• Set problem A
According to the KBase Datalake MCP Server guide, how long do tokens last before they expire?
• Set problem B
Continue the KBase Datalake MCP Server guide from the point where it stops.

• Reading passage
☆ ☆ ☆ ☆ ☆

Query the KBase/BERDL Datalake MCP Server via REST API using Python.

Setup

The KBASE_TOKEN environment variable must be set. Tokens expire after ~1 week.

Python API Functions

Use execute_code with these helper functions to query the lakehouse:

import os
import requests
import pandas as pd

KBASE_TOKEN = os.environ.get('KBASE_TOKEN')
BASE_URL = 'https://hub.berdl.kbase.us/apis/mcp'

def get_headers():
    return {
        'Authorization': f'Bearer {KBASE_TOKEN}',
        'Content-Type': 'application/json',
        'accept': 'application/json'
    }

def list_databases():
    '''List all available databases'''
    resp = requests.post(
        f'{BASE_URL}/delta/databases/list',
        headers=get_headers(),
        json={'use_hms': True, 'filter_by_namespace': True}
    )

☆ ☆ ☆ ☆ ☆

• Records
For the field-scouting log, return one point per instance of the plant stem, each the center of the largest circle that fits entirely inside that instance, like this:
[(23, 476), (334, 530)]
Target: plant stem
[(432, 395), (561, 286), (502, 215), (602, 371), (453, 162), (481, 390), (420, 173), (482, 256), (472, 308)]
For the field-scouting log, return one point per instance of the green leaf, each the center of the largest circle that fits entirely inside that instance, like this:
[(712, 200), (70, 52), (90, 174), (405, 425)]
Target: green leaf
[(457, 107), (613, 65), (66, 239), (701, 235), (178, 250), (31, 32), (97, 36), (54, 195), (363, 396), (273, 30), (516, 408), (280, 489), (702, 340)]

☆ ☆ ☆ ☆ ☆

• Reply A
About one week.

• Reply B
    resp.raise_for_status()
    return resp.json()['databases']

def list_tables(database):
    '''List tables in a database'''
    resp = requests.post(
        f'{BASE_URL}/delta/databases/tables/list',
        headers=get_headers(),
        json={'database': database, 'use_hms': True}
    )
    resp.raise_for_status()
    return resp.json()['tables']

def query(sql, limit=100):
    '''Execute SQL query and return DataFrame'''
    resp = requests.post(
        f'{BASE_URL}/delta/tables/query',
        headers=get_headers(),
        json={'query': sql, 'limit': limit}
    )
    resp.raise_for_status()
    data = resp.json()
    rows = data.get('result', [])
    return pd.DataFrame(rows)

Example Workflow

1. Explore available databases

dbs = list_databases()
print(f"Available databases: {dbs}")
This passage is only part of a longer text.